This is one way to be explicit about it and it still allows for different pagination strategies.

This feels like a reasonable approach.

Any thoughts on how we should approach various proposals for layers on top of EIP-1767? Is there a need for separate EIPs for each extension or group of extensions?

In a naive implementation an eth node could scan all blocks to find this data. In an optimized case, this would be a composite key lookup – followed by a HEAD or a TAIL operation on the on the data based off a natural index. DBMS can handle these sorts of queries over VAST data sets optimally. It’s really a problem with known solutions, we just need to decide whether we want to do this in Ethereum nodes.

I personally find these sorts of premature optimization conversations to be a limiting factor in terms of bring good interfaces for application developers. I can construct any number of examples where the data size of log fetching becomes substantial – but even worse than that is pushing that development cost to every single application development team, and the cost of degraded UX from web applications that now need to fetch potentially thousands of documents spanning thousands of blocks in order to render data from a small set.

• [Supplied entries]
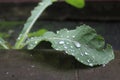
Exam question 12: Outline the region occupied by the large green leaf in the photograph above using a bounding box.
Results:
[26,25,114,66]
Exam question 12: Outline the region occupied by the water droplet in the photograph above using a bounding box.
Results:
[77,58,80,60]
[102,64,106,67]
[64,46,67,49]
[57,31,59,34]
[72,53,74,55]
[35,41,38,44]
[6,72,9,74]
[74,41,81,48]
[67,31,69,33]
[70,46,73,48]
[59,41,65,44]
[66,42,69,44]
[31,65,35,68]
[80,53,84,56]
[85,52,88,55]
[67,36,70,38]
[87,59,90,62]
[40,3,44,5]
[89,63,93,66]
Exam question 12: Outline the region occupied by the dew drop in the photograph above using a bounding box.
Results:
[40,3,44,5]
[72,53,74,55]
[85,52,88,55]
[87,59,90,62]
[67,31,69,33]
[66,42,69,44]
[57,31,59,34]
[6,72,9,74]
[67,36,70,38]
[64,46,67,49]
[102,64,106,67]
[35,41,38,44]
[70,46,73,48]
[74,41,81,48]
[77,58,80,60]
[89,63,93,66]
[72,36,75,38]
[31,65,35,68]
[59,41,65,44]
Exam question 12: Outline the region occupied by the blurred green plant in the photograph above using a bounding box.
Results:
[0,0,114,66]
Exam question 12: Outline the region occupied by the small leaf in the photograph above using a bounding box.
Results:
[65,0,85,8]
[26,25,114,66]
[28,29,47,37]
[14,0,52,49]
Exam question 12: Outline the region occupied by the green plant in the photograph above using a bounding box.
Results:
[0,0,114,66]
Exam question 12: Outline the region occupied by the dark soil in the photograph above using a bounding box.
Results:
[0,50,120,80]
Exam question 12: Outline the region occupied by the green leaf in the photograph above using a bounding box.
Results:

• [What you have to do]
Condense the paragraph of the EIP-1767 discussion that begins "In a naive implementation" into a short bulleted list that keeps its main facts.

• [Answer to this task]
- A naive Ethereum node could scan every block to find the data.
- An optimized node would do a composite key lookup, then a HEAD or TAIL operation on the data using a natural index.
- Database systems handle such queries optimally, even over vast data sets.
- The problem already has known solutions. What remains is deciding whether Ethereum nodes should do this.